[Image boundary labeling items]
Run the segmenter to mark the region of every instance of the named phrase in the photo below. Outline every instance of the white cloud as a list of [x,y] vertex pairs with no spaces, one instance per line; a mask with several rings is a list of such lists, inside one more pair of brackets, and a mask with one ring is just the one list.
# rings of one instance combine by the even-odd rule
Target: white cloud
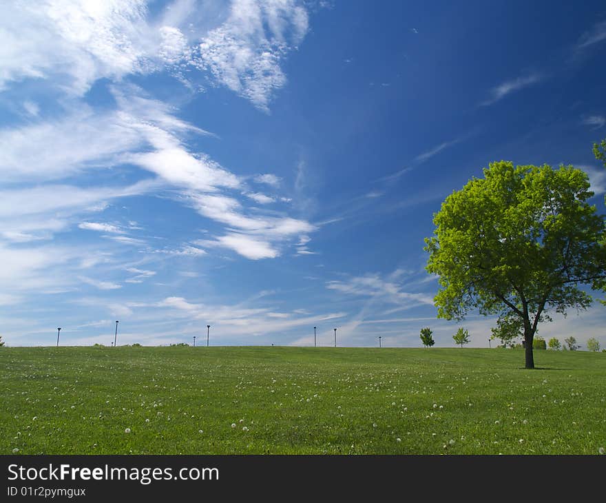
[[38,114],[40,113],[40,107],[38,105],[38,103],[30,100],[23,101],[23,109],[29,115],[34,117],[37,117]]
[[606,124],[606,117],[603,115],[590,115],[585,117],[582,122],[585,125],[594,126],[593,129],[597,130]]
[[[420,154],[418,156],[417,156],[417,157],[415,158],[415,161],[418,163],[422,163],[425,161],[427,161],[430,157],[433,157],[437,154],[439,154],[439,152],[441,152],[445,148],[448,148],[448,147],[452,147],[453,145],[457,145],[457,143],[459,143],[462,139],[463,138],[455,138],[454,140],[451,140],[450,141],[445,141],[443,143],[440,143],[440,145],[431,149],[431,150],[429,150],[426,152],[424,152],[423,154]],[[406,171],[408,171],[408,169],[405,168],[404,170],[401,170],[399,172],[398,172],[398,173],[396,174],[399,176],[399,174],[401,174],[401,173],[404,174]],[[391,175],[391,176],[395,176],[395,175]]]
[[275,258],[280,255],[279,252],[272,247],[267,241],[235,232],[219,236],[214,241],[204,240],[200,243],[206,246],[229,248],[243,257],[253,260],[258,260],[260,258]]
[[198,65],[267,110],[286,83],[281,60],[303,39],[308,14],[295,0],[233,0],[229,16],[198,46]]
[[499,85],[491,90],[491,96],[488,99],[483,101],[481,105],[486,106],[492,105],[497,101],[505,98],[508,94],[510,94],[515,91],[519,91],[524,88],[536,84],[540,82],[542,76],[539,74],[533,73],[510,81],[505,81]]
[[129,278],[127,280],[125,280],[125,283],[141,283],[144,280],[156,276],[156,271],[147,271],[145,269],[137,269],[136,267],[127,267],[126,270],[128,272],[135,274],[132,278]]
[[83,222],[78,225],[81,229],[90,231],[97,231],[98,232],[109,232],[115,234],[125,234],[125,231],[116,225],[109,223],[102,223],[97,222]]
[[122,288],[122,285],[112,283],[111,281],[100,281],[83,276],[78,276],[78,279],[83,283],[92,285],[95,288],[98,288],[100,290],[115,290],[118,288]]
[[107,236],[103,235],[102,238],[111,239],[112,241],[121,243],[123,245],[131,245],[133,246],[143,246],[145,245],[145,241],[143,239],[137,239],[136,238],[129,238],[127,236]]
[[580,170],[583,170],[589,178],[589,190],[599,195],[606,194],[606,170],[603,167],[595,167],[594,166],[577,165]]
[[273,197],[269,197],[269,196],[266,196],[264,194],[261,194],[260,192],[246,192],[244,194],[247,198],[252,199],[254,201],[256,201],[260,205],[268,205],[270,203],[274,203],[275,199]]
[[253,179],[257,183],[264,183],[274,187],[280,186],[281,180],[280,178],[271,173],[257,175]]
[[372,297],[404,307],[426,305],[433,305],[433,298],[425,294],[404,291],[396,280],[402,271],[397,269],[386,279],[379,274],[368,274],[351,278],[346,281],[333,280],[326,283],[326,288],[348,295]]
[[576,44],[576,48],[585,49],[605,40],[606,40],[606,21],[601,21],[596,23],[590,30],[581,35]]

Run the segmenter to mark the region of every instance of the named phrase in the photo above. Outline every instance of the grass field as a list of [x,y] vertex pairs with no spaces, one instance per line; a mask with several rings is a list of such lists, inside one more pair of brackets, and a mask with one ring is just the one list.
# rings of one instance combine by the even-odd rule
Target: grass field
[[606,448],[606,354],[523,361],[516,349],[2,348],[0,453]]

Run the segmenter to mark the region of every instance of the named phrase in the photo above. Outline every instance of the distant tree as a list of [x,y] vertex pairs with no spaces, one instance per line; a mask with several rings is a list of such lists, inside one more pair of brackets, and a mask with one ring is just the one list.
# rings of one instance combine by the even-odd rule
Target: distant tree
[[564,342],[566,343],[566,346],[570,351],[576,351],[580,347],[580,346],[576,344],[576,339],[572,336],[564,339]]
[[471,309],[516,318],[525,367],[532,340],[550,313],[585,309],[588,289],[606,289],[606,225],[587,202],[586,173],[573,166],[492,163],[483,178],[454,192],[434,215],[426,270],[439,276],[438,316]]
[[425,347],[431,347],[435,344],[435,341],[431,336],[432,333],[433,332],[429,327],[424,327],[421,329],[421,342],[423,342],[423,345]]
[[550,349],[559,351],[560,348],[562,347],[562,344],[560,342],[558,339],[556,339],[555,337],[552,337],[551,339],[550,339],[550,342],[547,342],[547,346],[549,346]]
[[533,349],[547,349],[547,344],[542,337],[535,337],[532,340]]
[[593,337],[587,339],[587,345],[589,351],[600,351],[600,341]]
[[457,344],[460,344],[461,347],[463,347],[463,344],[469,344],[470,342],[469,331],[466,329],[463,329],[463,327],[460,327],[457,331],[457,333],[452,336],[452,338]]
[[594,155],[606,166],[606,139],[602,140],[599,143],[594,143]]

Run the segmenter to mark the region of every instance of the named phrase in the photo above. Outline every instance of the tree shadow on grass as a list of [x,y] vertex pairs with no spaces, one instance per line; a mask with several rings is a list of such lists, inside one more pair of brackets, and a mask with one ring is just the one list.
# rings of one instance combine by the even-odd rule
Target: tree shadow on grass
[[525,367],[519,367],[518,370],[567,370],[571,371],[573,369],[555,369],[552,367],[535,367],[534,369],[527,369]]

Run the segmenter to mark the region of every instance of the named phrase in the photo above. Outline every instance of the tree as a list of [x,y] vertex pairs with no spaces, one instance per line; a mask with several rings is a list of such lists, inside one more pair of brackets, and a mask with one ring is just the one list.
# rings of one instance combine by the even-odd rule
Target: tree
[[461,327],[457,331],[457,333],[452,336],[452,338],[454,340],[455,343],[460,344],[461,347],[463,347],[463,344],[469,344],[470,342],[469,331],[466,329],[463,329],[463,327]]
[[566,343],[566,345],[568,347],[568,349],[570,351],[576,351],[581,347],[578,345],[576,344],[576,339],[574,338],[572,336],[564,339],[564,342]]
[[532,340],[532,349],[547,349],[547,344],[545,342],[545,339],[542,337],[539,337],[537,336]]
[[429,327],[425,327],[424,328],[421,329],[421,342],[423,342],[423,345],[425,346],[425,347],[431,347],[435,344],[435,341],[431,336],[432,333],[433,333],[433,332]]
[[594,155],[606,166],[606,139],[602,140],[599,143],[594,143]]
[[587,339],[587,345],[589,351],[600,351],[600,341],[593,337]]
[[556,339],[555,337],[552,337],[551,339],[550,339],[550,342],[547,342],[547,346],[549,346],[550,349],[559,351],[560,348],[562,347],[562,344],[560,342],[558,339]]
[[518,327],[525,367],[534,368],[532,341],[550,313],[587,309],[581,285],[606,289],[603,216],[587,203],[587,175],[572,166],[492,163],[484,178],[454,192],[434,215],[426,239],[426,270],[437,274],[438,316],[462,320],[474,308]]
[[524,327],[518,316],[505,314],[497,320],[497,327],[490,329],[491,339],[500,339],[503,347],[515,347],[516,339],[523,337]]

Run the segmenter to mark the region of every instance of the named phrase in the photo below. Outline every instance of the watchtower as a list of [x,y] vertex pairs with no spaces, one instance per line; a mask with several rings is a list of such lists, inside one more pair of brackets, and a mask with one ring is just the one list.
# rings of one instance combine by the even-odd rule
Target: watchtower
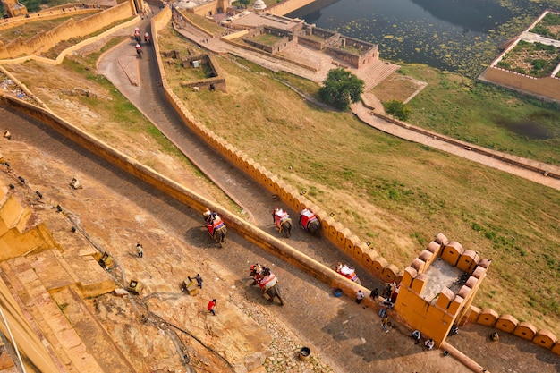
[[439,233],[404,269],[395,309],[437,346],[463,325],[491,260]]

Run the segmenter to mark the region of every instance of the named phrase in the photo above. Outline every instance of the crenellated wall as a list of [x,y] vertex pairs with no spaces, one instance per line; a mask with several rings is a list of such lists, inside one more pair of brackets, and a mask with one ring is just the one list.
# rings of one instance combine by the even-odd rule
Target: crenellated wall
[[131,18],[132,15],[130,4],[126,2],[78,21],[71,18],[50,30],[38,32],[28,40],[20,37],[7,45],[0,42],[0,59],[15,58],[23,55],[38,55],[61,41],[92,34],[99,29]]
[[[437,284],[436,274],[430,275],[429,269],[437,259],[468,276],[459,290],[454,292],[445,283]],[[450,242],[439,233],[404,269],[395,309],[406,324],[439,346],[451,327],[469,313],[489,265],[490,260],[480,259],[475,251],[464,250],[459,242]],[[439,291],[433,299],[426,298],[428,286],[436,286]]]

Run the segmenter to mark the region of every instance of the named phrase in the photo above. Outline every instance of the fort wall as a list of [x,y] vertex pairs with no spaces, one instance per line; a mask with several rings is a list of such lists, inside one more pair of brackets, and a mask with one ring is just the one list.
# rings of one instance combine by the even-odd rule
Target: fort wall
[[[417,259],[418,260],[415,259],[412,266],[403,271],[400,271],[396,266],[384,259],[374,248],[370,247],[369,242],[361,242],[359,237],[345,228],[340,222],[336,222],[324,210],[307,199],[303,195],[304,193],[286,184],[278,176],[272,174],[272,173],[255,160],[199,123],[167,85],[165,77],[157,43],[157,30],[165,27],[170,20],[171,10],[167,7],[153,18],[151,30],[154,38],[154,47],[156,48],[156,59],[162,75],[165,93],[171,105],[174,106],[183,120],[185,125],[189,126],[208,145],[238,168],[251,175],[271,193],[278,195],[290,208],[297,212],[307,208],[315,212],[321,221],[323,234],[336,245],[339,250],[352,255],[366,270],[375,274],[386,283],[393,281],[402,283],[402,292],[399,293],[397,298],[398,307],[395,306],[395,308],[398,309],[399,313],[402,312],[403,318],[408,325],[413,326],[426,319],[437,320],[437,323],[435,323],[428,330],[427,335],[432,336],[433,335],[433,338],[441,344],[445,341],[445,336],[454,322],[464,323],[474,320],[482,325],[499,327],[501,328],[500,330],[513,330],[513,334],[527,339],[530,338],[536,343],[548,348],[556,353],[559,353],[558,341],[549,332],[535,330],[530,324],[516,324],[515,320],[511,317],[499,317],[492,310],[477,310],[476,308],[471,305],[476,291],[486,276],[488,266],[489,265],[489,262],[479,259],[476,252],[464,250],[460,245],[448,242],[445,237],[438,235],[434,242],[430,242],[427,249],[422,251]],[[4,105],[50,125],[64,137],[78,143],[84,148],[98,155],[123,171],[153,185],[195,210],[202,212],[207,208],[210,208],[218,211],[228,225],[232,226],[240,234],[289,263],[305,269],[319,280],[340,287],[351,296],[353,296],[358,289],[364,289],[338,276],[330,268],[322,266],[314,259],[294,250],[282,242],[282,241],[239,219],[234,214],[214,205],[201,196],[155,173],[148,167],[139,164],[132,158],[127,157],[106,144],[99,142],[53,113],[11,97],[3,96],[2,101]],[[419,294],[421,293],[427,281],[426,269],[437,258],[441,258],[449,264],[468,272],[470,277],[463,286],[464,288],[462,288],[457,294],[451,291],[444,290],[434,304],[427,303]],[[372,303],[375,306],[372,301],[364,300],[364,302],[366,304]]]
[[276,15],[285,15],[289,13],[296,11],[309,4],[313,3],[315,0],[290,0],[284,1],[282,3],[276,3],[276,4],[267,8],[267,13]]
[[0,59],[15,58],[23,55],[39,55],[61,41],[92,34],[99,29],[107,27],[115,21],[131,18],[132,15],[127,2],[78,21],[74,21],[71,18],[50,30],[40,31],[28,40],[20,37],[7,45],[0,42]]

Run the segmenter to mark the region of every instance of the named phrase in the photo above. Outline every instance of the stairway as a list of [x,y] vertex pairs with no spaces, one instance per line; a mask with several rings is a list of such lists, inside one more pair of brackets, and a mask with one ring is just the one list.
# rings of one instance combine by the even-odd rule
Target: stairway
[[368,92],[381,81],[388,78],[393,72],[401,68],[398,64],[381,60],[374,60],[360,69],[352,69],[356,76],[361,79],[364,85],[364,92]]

### WHAT IS EXPECTED:
Beginning with the line that contains "of the stairway", quote each line exactly through the last line of the entries above, and nothing beyond them.

### ANSWER FOR THE TASK:
Run the segmenter to mark the region of every instance of the named phrase in the photo above. Outline every instance of the stairway as a list of [x,y] vertex pairs with no spaces, one instance per line; a mask with several rings is a list of such lists, inside one more pair of brackets, and a mask with one ring is just the one list.
# rings of one instance combine by the even-odd rule
Target: stairway
[[368,92],[381,81],[388,78],[393,72],[401,68],[398,64],[381,60],[374,60],[360,69],[352,69],[356,76],[361,79],[364,85],[364,92]]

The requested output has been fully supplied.